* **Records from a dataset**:
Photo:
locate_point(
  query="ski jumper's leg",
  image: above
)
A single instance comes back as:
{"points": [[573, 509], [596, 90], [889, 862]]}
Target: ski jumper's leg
* * *
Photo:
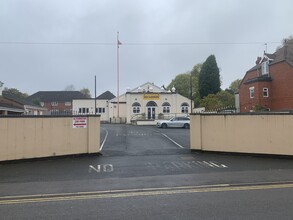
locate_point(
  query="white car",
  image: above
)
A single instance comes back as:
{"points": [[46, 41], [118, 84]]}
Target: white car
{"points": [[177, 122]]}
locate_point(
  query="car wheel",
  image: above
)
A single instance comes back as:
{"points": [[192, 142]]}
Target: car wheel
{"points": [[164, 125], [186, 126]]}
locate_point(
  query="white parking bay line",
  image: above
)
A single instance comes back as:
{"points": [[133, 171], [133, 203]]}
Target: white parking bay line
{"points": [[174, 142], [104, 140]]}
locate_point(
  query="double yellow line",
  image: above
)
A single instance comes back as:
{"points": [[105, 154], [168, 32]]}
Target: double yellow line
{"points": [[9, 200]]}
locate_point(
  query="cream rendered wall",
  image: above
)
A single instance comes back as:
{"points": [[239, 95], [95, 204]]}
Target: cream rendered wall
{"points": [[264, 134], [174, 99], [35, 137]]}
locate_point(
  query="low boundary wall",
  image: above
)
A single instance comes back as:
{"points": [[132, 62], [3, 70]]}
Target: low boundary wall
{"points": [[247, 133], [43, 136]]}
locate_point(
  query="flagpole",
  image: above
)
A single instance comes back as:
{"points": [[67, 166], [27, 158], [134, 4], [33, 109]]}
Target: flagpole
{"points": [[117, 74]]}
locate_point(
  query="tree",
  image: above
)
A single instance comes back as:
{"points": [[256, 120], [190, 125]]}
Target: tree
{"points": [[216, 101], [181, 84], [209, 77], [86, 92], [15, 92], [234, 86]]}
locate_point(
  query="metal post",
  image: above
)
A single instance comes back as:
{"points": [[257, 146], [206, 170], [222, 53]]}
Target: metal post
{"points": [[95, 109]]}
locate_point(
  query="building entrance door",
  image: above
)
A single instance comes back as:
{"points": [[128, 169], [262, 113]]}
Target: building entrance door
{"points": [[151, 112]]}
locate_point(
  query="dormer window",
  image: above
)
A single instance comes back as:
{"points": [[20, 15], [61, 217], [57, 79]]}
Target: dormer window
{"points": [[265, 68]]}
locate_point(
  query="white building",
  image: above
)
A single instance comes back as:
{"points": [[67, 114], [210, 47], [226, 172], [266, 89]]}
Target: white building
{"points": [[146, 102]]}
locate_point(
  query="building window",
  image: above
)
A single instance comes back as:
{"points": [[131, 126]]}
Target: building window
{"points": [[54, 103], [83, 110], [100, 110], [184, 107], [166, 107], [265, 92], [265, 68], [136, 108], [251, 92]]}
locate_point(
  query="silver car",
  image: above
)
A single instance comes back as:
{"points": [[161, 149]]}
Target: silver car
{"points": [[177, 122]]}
---
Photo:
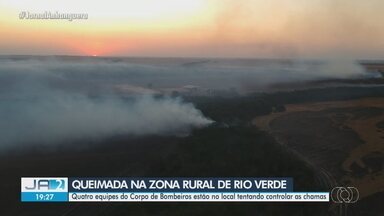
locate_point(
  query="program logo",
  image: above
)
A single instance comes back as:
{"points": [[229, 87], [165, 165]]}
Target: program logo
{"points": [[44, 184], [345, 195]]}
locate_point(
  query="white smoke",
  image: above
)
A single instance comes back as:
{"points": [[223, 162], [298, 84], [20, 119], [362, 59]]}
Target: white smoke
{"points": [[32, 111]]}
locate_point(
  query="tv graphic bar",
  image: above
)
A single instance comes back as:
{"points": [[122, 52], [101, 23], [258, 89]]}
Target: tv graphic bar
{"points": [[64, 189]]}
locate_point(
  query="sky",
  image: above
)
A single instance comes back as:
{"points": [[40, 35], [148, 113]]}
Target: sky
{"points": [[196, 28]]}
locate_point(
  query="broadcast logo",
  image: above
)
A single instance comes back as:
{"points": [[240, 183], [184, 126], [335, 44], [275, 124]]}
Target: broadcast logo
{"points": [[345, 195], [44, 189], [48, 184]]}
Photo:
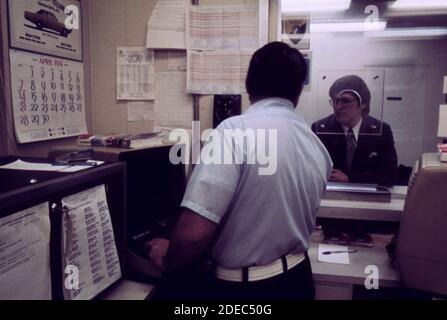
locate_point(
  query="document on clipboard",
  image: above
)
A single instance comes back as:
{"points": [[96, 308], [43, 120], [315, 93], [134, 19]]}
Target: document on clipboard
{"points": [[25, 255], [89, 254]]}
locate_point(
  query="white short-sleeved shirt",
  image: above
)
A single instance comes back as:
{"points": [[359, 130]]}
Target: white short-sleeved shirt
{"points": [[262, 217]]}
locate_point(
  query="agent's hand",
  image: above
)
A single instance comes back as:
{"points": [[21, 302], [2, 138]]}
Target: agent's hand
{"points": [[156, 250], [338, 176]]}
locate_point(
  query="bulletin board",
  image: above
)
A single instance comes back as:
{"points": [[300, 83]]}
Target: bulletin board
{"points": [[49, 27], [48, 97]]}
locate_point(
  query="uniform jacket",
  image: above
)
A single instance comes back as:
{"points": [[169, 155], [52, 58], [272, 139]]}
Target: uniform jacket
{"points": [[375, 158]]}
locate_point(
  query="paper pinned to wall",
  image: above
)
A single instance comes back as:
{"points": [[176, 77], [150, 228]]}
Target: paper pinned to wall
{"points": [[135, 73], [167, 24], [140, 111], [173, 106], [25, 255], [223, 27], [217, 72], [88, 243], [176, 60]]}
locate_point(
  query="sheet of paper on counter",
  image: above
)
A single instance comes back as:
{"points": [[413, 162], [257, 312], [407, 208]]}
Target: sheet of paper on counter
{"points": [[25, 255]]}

* **Requirement**: Copy out each line of the material above that contains the string "document". Treat uppercase and lowercase as different.

* **Task solution**:
  query="document on clipboard",
Target: document on clipboard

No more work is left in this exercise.